*** Opening of Given records ***
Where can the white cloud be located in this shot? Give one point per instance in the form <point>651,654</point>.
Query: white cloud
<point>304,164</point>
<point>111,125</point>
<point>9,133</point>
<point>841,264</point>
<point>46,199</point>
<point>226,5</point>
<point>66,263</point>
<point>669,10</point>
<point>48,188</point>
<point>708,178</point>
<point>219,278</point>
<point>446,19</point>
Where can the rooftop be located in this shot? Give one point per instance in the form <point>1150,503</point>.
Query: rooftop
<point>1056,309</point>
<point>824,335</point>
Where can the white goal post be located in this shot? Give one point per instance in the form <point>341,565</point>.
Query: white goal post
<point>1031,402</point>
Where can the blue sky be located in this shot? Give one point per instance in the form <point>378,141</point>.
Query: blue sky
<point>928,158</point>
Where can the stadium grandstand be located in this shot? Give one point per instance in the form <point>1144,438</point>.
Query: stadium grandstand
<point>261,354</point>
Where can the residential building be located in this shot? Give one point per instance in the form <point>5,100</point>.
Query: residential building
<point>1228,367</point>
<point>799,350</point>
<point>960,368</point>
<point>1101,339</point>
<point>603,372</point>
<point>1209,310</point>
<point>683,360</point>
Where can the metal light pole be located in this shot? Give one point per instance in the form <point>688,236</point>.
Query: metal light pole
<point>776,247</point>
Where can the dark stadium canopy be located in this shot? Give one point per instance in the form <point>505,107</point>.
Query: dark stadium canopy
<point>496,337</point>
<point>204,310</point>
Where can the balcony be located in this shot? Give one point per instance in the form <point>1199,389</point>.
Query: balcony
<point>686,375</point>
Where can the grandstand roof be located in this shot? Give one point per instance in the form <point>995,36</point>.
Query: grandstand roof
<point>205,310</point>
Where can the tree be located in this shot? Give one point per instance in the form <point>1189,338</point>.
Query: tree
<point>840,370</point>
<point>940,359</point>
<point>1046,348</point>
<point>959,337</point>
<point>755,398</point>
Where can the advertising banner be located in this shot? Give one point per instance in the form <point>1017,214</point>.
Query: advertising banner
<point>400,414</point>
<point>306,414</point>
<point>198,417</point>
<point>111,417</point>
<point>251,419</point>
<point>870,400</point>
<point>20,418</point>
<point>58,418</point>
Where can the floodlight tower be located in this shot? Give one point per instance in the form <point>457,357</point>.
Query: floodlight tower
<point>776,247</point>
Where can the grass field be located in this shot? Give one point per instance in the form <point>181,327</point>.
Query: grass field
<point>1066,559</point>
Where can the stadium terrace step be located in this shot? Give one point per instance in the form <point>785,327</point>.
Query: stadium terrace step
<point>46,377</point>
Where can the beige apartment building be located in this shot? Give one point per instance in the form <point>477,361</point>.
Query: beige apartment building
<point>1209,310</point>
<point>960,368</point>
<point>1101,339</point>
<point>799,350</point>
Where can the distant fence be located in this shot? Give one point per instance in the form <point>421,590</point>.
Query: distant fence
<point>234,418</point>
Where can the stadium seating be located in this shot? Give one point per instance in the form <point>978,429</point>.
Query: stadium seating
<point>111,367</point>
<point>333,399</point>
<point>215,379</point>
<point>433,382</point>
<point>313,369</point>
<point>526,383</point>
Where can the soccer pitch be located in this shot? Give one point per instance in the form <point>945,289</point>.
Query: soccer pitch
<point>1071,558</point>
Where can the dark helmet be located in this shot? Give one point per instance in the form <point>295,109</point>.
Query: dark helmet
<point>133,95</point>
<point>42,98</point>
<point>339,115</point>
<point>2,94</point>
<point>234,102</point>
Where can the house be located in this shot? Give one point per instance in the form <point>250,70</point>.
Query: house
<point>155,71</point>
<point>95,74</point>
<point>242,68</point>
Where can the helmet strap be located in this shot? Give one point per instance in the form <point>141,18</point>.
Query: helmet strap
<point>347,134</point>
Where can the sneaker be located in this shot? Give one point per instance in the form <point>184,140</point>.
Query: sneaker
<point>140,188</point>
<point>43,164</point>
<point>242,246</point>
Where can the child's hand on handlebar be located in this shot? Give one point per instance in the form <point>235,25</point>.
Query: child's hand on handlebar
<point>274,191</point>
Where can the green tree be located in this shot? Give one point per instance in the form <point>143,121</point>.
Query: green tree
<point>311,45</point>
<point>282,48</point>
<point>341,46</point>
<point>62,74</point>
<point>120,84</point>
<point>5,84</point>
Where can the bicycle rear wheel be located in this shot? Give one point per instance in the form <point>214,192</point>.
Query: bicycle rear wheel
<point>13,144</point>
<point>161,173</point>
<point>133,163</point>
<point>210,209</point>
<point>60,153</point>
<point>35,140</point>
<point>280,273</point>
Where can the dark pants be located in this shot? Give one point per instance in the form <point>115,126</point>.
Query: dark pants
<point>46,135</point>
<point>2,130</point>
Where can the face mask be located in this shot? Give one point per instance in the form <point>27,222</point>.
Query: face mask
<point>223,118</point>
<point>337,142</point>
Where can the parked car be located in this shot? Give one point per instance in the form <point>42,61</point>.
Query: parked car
*** Close of Given records ***
*Exercise prompt*. Looking at the data above, show all lines where the word "parked" occurs.

*Result of this exercise*.
Where can the parked car be located in this shot? Give one point per instance in the form <point>42,61</point>.
Query: parked car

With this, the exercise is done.